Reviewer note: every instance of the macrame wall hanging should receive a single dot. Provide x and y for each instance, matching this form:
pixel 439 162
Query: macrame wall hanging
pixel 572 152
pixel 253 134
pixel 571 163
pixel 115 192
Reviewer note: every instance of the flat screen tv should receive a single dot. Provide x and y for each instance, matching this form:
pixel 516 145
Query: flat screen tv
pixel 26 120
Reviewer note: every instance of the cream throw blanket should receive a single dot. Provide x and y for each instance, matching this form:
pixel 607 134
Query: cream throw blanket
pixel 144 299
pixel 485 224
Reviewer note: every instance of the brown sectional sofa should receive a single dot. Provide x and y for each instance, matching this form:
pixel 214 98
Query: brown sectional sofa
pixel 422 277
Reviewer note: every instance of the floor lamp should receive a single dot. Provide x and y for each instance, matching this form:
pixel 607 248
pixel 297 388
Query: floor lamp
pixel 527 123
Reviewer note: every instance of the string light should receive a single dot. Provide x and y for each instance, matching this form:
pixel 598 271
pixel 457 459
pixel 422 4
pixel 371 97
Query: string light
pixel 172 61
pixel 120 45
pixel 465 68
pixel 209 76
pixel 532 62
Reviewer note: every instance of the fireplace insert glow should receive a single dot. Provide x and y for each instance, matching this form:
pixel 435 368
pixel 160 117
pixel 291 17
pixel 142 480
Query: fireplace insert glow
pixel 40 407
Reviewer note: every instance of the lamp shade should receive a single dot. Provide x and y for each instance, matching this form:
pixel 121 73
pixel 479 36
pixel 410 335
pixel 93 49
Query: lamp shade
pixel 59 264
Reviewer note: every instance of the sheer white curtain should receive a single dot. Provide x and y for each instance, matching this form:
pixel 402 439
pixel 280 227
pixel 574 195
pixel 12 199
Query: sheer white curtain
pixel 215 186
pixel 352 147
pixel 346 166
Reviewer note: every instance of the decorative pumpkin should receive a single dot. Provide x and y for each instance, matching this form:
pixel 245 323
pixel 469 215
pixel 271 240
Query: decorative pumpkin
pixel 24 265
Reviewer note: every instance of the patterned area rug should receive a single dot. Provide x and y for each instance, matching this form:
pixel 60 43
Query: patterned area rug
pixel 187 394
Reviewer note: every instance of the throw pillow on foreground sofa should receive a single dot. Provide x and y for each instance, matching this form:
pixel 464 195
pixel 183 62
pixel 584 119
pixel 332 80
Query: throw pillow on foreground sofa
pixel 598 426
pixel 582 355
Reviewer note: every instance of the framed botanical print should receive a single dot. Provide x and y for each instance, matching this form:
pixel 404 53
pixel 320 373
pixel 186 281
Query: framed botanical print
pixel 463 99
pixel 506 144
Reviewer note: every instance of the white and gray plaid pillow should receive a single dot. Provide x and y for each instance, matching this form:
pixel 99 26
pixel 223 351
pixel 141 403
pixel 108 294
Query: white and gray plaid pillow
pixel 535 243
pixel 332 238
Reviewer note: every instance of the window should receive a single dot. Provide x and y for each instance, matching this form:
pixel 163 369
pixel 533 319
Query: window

• [Written instruction]:
Render every line of the entries above as a Markdown table, with a Row column numbering each line and a Line column holding its text, and skip any blank lines.

• [Exercise output]:
| Row | Line |
|---|---|
| 1 | Reviewer note: every instance of the macrame wall hanging should receive a single dot. Provide x and y for each instance, matching this form: |
| 2 | pixel 439 162 |
| 3 | Query: macrame wall hanging |
| 4 | pixel 572 152 |
| 5 | pixel 253 134 |
| 6 | pixel 571 163 |
| 7 | pixel 115 192 |
| 8 | Reviewer note: every instance of the flat screen tv should receive a single dot. Provide x and y for each instance, matching this form: |
| 9 | pixel 516 145 |
| 10 | Query: flat screen tv |
| 11 | pixel 26 120 |
| 12 | Reviewer note: every instance of the cream throw blanket should receive a single dot. Provide x and y for each instance, matching this form: |
| 13 | pixel 607 134 |
| 14 | Query: cream throw blanket |
| 15 | pixel 144 299 |
| 16 | pixel 485 224 |
| 17 | Reviewer note: every instance of the brown sectional sofa should receive a single dot. Provide x and y for each instance, matching this form: |
| 18 | pixel 214 98 |
| 19 | Query: brown sectional sofa |
| 20 | pixel 422 277 |
| 21 | Reviewer note: every instance of the floor lamp should receive a single dot. Provide x and y for each instance, matching this form: |
| 22 | pixel 607 248 |
| 23 | pixel 297 388 |
| 24 | Query: floor lamp |
| 25 | pixel 527 123 |
| 26 | Reviewer note: every instance of the string light should receive a single dot. Provide x and y for each instance, matching this form: |
| 27 | pixel 598 271 |
| 28 | pixel 457 459 |
| 29 | pixel 422 4 |
| 30 | pixel 371 97 |
| 31 | Query: string light |
| 32 | pixel 172 61 |
| 33 | pixel 120 45 |
| 34 | pixel 465 68 |
| 35 | pixel 209 76 |
| 36 | pixel 532 62 |
| 37 | Reviewer note: every instance of the fireplace insert glow should receive a single dot. Provide x and y for each instance, matching this form: |
| 38 | pixel 435 368 |
| 39 | pixel 160 117 |
| 40 | pixel 291 17 |
| 41 | pixel 142 480 |
| 42 | Query: fireplace insert glow |
| 43 | pixel 40 407 |
| 44 | Reviewer note: every instance of the lamp shade should receive a single dot. Provide x and y for each instance, matching this form: |
| 45 | pixel 121 73 |
| 46 | pixel 479 36 |
| 47 | pixel 410 335 |
| 48 | pixel 93 49 |
| 49 | Query: lamp shade |
| 50 | pixel 59 264 |
| 51 | Reviewer note: every instance of the sheer white curtain should receive a single dot. Provide x and y for each instance, matching this form: |
| 52 | pixel 402 439 |
| 53 | pixel 280 227 |
| 54 | pixel 574 195 |
| 55 | pixel 12 199 |
| 56 | Query: sheer white curtain |
| 57 | pixel 215 186 |
| 58 | pixel 352 147 |
| 59 | pixel 346 166 |
| 60 | Reviewer note: every instance of the decorative pumpkin should receive a single dot. Provide x and y for each instance, matching this form: |
| 61 | pixel 245 323 |
| 62 | pixel 469 215 |
| 63 | pixel 271 240 |
| 64 | Query: decorative pumpkin |
| 65 | pixel 24 265 |
| 66 | Reviewer note: every instance of the patterned area rug should receive a single dot. Provide x and y for each instance, matching this form: |
| 67 | pixel 60 43 |
| 68 | Query: patterned area rug |
| 69 | pixel 187 394 |
| 70 | Reviewer note: every instance of the throw pillow on foreground sofa should receive a single dot. Provide x and y for each instance, matching this form: |
| 71 | pixel 464 195 |
| 72 | pixel 183 62 |
| 73 | pixel 584 119 |
| 74 | pixel 332 80 |
| 75 | Query: throw pillow on foreground sofa |
| 76 | pixel 598 426 |
| 77 | pixel 582 355 |
| 78 | Reviewer note: every instance of the framed botanical print should receive a single dot. Provide x and y for each instance, matching this form: |
| 79 | pixel 404 53 |
| 80 | pixel 320 373 |
| 81 | pixel 186 281 |
| 82 | Query: framed botanical print |
| 83 | pixel 463 99 |
| 84 | pixel 506 144 |
| 85 | Reviewer note: every instance of the white and gray plaid pillow should receive a single dot. Provide x and y for each instance, matching this form: |
| 86 | pixel 99 26 |
| 87 | pixel 223 351 |
| 88 | pixel 141 403 |
| 89 | pixel 108 294 |
| 90 | Query: white and gray plaid pillow |
| 91 | pixel 535 243 |
| 92 | pixel 332 238 |
| 93 | Reviewer note: every instance of the window should receive a single dot. Provide x and y for each instance, matching this form: |
| 94 | pixel 163 369 |
| 95 | pixel 533 319 |
| 96 | Query: window |